> _TEXT PASSAGE_:
Start of Block
Research News: New promise in fighting staph infections
Research led by scientists from McMaster University in collaboration with Western University has yielded a potent antimicrobial that works against the toughest infectious disease strains. The find could be the beginning of developing new therapeutics to combat drug-resistant infections.
The discovery is important as it is directly related to the development of Staphylococcus aureus diseases, known popularly as staph infections, which are the leading cause of the growing global danger of antimicrobial resistance, particularly the Methicillin-resistant (MRSA) strains which are becoming resistant to all current antibiotics.
“This antimicrobial has a very exciting mode of action, kind of like hitting many birds with one stone,” said Eric Brown, senior author and a professor of biochemistry and biomedical sciences at McMaster. “This provides a promising starting point.”
End of Block
> _GIVEN ENTRIES_:
Start of Block
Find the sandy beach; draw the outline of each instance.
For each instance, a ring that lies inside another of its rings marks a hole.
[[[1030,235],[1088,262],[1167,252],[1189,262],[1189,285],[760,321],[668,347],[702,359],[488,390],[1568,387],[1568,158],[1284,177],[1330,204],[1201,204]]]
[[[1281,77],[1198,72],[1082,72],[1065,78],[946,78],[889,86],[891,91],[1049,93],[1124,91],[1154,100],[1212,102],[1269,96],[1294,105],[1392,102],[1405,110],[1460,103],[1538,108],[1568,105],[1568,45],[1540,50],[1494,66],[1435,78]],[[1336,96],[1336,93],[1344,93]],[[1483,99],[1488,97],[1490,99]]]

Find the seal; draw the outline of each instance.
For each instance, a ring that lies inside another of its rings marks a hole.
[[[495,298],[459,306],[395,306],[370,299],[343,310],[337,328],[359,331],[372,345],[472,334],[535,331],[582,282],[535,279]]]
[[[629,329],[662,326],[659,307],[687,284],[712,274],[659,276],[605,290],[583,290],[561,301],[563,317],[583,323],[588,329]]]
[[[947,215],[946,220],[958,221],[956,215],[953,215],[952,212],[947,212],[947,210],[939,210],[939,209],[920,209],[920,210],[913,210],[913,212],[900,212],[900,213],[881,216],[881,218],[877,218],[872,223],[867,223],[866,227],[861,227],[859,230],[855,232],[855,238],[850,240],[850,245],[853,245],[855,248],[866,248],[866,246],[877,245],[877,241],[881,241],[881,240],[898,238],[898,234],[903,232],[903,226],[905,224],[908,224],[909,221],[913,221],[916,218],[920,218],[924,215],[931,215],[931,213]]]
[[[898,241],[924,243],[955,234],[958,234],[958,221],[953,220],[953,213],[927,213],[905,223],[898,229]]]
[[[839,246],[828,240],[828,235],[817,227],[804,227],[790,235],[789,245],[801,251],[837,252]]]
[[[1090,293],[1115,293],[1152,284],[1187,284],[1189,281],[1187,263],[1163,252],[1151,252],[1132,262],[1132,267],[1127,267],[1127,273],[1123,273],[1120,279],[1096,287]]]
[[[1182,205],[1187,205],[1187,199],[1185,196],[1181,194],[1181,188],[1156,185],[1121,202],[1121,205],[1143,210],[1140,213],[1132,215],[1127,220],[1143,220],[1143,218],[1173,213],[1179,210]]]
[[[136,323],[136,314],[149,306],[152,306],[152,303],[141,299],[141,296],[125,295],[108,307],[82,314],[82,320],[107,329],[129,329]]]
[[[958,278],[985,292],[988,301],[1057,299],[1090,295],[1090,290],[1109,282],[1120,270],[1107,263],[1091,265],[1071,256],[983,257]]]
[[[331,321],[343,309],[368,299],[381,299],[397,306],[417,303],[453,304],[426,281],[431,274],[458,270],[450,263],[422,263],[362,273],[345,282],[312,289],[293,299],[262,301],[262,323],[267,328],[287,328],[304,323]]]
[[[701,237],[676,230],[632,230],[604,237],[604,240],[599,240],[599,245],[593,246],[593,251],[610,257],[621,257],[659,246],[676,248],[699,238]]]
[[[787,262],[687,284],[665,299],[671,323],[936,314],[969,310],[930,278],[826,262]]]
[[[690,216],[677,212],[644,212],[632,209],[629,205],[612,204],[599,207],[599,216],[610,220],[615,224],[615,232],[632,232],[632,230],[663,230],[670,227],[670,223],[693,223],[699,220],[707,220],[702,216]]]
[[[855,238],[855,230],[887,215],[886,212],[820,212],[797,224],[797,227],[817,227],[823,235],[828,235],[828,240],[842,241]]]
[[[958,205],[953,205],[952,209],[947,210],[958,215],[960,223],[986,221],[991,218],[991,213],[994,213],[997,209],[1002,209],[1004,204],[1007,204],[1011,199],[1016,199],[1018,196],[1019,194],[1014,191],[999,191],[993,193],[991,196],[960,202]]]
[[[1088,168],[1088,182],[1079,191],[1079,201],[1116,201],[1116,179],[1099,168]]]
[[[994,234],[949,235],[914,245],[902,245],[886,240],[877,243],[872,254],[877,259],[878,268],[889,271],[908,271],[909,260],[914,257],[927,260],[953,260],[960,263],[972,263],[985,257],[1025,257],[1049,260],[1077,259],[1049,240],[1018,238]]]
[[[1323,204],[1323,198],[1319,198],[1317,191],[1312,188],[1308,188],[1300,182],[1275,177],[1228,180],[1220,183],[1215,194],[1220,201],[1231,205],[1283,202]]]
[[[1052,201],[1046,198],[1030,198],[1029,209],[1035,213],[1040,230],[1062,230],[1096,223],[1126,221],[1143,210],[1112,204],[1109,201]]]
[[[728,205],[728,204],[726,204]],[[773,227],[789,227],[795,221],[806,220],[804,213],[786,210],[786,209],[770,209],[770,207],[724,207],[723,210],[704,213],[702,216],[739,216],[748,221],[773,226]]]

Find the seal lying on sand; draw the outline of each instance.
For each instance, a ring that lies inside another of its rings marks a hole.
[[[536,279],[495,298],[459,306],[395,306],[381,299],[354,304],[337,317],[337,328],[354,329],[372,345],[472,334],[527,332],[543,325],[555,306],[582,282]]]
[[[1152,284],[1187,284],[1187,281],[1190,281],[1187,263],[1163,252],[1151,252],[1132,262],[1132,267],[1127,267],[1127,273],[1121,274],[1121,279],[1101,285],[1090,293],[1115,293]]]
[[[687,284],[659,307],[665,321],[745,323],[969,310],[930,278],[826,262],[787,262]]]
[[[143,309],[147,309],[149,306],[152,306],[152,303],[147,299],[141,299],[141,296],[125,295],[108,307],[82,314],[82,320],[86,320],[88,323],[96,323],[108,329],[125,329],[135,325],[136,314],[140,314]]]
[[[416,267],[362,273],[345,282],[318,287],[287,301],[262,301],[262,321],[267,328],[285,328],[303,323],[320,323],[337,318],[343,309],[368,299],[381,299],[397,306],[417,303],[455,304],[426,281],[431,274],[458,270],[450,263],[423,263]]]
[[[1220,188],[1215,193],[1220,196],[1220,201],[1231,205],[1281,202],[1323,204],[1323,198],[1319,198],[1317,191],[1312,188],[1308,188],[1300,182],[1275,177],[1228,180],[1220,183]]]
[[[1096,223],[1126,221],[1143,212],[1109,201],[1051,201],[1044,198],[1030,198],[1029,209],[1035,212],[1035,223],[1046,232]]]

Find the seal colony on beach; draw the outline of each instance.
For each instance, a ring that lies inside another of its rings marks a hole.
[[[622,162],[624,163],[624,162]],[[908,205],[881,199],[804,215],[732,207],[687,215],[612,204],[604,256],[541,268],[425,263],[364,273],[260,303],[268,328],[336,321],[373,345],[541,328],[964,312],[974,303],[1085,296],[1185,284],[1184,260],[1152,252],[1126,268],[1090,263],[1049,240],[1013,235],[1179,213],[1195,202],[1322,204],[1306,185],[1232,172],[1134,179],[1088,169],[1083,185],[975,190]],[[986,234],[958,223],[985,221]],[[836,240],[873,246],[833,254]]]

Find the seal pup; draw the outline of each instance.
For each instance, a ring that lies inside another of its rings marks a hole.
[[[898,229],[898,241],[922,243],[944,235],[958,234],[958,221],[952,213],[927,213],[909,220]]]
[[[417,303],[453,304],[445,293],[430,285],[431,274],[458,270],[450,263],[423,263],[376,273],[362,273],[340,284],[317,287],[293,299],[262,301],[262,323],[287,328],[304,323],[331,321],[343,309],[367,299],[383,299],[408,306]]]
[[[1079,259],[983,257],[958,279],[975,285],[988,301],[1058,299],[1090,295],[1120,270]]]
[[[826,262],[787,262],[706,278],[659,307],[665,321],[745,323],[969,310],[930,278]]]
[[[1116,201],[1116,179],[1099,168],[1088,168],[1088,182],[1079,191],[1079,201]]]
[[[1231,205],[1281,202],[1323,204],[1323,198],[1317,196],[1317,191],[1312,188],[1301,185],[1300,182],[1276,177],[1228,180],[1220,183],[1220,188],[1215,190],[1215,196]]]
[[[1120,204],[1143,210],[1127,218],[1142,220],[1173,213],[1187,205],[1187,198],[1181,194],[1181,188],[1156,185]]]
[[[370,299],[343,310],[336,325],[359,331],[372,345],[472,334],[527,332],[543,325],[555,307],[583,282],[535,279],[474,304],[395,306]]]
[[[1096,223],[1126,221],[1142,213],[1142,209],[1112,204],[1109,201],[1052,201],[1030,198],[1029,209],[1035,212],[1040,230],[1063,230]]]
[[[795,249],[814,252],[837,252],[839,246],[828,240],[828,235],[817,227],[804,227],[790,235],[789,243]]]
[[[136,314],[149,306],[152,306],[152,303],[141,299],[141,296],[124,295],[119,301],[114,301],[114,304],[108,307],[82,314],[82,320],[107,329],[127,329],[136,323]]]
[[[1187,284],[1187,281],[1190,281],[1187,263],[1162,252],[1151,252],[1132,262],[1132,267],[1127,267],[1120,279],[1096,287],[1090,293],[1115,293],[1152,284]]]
End of Block
> _REQUIRED WORK_:
a) In the staph infection news item, which university worked with McMaster University on the research?
b) Reproduce the stretch of the staph infection news item from "Research News: New" through "all current antibiotics.".

> _ANSWERS TO THIS EXERCISE_:
a) Western University

b)
Research News: New promise in fighting staph infections
Research led by scientists from McMaster University in collaboration with Western University has yielded a potent antimicrobial that works against the toughest infectious disease strains. The find could be the beginning of developing new therapeutics to combat drug-resistant infections.
The discovery is important as it is directly related to the development of Staphylococcus aureus diseases, known popularly as staph infections, which are the leading cause of the growing global danger of antimicrobial resistance, particularly the Methicillin-resistant (MRSA) strains which are becoming resistant to all current antibiotics.